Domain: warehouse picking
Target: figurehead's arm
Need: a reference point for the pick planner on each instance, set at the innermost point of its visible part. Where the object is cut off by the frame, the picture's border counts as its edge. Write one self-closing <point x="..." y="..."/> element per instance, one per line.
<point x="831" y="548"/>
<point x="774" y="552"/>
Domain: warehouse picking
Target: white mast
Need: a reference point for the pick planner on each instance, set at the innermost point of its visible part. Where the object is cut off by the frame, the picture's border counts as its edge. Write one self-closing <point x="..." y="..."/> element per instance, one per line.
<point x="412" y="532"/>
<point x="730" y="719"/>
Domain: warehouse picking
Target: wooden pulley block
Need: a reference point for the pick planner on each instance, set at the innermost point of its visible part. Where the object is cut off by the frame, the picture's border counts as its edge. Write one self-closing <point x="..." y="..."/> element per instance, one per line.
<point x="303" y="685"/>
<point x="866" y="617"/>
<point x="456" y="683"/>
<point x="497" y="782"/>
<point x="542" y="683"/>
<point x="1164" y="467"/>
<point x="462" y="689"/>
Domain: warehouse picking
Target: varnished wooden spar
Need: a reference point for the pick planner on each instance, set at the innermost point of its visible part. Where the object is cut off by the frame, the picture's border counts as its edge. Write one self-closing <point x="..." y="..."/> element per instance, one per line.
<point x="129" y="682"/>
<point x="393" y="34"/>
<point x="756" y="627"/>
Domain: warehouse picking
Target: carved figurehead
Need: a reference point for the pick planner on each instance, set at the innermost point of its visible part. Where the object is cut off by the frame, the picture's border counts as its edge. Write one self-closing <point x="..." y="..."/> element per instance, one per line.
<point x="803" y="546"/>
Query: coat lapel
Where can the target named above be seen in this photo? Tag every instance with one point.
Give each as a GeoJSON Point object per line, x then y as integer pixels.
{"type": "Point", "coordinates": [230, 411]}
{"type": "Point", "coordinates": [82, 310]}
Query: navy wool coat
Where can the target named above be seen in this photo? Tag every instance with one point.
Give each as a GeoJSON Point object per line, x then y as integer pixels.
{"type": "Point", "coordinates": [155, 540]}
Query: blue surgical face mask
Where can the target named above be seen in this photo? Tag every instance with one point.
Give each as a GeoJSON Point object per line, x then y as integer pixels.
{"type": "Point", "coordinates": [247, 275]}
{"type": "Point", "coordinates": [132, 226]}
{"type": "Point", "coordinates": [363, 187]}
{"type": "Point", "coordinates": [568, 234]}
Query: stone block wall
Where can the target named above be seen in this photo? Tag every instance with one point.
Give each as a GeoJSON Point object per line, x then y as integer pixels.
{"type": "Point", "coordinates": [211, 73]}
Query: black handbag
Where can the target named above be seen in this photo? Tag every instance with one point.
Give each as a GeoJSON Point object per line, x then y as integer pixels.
══════════
Set down all of the entries above again, line for line, without changing a single character.

Domain: warehouse picking
Target: figurehead's arm
Need: a reference point for the pick planner on each instance, set at the innermost point of its visible part. Where the object is cut off by the frame, the picture's border counts as its edge. Write one self-closing <point x="..." y="..."/> element per instance, one per line.
<point x="831" y="548"/>
<point x="774" y="552"/>
Domain: warehouse picking
Target: white mast
Need: a reference point for the pick planner on each instance, set at the innermost point of its visible part. Where the object is cut off by the frame, the picture's border counts as its edge. Write one self-closing <point x="..." y="..."/> element per instance, one per line.
<point x="412" y="532"/>
<point x="730" y="719"/>
Domain: warehouse picking
Target: wooden pulley block
Need: a reference point for the pick planner on each instance, set at the innermost point of its visible part. Where the object is cut off by the frame, the picture's border counts as its edge. Write one self-closing <point x="..." y="..."/> element per instance, one per line.
<point x="303" y="685"/>
<point x="866" y="617"/>
<point x="456" y="683"/>
<point x="497" y="782"/>
<point x="542" y="683"/>
<point x="1164" y="467"/>
<point x="462" y="689"/>
Domain: warehouse picking
Target: varnished wooden spar
Need: a reference point for the pick planner on each instance, set at the innermost point of its visible part. Where the object is cut off by the frame, the picture's border counts as its edge. Write one self-closing <point x="..." y="..."/> element per instance, one per line.
<point x="129" y="682"/>
<point x="393" y="34"/>
<point x="756" y="627"/>
Domain: warehouse picking
Target: carved figurehead
Need: a reference point for the pick planner on each instance, set at the innermost point of its visible part. Where the object is cut off by the frame, the picture's border counts as its edge. Write one self-closing <point x="..." y="..."/> element per instance, one per line.
<point x="803" y="546"/>
Query: coat lapel
Where can the target named above be seen in this photo? Tag every instance with one point.
Give each as a GeoJSON Point object per line, x then y as integer pixels.
{"type": "Point", "coordinates": [230, 411]}
{"type": "Point", "coordinates": [82, 310]}
Query: navy wool coat
Where can the target named above be seen in this photo? Tag every instance with one point.
Give each as a GeoJSON Point object per line, x then y as integer pixels.
{"type": "Point", "coordinates": [155, 540]}
Query: blue surgical face mask
Where can the target named above be seen in this photo? Tag every instance with one point.
Give each as a GeoJSON Point object per line, x then y as integer pixels.
{"type": "Point", "coordinates": [247, 275]}
{"type": "Point", "coordinates": [132, 226]}
{"type": "Point", "coordinates": [363, 187]}
{"type": "Point", "coordinates": [568, 234]}
Query: stone block wall
Where can the target named above be seen in this photo? Tag every instance with one point.
Give each as a GeoJSON Point object per line, x then y as integer pixels.
{"type": "Point", "coordinates": [211, 73]}
Query: black handbag
Where can the target named above be seen in this photo? Tag every instance with one point.
Give each as a GeoJSON Point object per line, x then y as integer pixels.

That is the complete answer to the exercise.